## SOURCE TEXT
____

The Holy Grail: The Jamless Printer

By Gregory Pings

“In a world of Siri, Alexa, and Tesla, the stubborn persistence of paper jams would seem to say something important about the limits of our technological marvels.”

That’s Anna Maria Tremonti, host of The Current, a network broadcast from CBC/Radio-Canada. The aptly named episode, “You’re not alone: Engineers explain why paper jams are such an impossible puzzle to solve,” is everything you wanted to know about paper jams but were afraid to ask.

Vicki Warner and Erwin Ruiz
Vicki Warner (L) and Erwin Ruiz (R) provide paper jam insights, and sound effects from an iGen5 digital press, for the CBC/Radio broadcast.

“Paper jams are very hard to solve because of the variations of the actual paper,” Erwin Ruiz pointed out. He manages the design and development solutions team for Xerox in Webster, N.Y. “[Paper] itself is organic and manufactured, and it’s just so much variation coming from different trees.”

“Basically anything where the biological and the mechanical are forced to work together, eventually, biology wins,” said Joshua Rothman, who wrote “Why Paper Jams Persist” for The New Yorker. “The malleability of the biological material gums up the works of the mechanical system.”

Joshua interviewed Xerox engineers in Webster, and sat in on their meetings while researching his New Yorker article. He shared his insights on paper jams with Anna Maria on The Current.

“Of course we’ve all been there with the frustration of experiencing a paper jam, right? But the truth is, that actually is a big part of what excites me about my job,” Vicki Warner, who manages a Xerox mechanical product development design team in Webster, explained. “I love the opportunity to make someone’s life a little easier. New paper jams are particularly exciting, especially to us engineers. We love the challenge of a difficult problem. Every piece of paper is a little bit different. We try to get this paper through a press without jamming. I don’t think it’s possible — again, due to the variety of the paper. It comes from trees which come from all over the world.”

Learn more about innovation at Xerox

Learn more about innovation at Xerox on Xerox.com and PARC.com, as well as these Xerox Connect pages: Innovation, PARC, Xerox Research Centre Canada

Rothman sums it up well: “One big surprise, when you start to really learn about how much work goes into building a printer, is you discover that you really take for granted decades of incredible engineering work. I think the simplest way to understand it is printers go ten times faster now than they did even 15 years ago. And they’re smaller and quieter, and they’re incredibly inexpensive — and they still jam.

“But everything’s a trade off in engineering,” he added. “So the jam is a problem, but it’s within the context of extraordinary advancements in the world of printers – which of course, as soon as we get used to them, we forget that they’ve happened.”

____

## PROVIDED INFORMATION
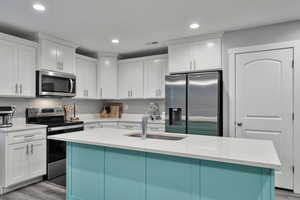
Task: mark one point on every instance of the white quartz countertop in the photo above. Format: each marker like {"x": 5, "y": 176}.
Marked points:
{"x": 21, "y": 127}
{"x": 127, "y": 119}
{"x": 259, "y": 153}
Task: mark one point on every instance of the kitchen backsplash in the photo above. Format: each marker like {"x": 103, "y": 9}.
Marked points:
{"x": 83, "y": 106}
{"x": 141, "y": 106}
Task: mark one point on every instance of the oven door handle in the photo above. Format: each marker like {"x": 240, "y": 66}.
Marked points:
{"x": 72, "y": 85}
{"x": 64, "y": 128}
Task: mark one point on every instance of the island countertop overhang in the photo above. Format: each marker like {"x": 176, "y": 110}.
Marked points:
{"x": 257, "y": 153}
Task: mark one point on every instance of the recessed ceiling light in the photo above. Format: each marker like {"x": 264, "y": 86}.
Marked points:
{"x": 210, "y": 44}
{"x": 39, "y": 7}
{"x": 194, "y": 26}
{"x": 115, "y": 41}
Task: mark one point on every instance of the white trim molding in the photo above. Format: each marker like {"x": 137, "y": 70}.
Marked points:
{"x": 232, "y": 94}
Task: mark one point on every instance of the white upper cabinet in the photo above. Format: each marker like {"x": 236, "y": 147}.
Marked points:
{"x": 17, "y": 64}
{"x": 197, "y": 56}
{"x": 108, "y": 78}
{"x": 27, "y": 67}
{"x": 154, "y": 77}
{"x": 86, "y": 74}
{"x": 57, "y": 55}
{"x": 131, "y": 79}
{"x": 207, "y": 54}
{"x": 8, "y": 68}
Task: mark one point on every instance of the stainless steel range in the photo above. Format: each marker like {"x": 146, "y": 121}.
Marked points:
{"x": 56, "y": 150}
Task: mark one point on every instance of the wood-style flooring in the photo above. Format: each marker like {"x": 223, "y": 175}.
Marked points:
{"x": 46, "y": 191}
{"x": 39, "y": 191}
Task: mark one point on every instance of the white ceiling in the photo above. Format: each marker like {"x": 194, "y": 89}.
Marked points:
{"x": 93, "y": 23}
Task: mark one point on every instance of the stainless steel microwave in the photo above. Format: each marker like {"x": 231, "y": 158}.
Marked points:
{"x": 51, "y": 83}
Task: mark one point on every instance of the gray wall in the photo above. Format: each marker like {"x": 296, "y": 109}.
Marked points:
{"x": 254, "y": 36}
{"x": 141, "y": 106}
{"x": 83, "y": 106}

____

## TASK OBJECTIVE
In the article on paper jams, which team does Erwin Ruiz manage at Xerox?

## OUTPUT FOR THIS TASK
He manages the design and development solutions team for Xerox in Webster, N.Y.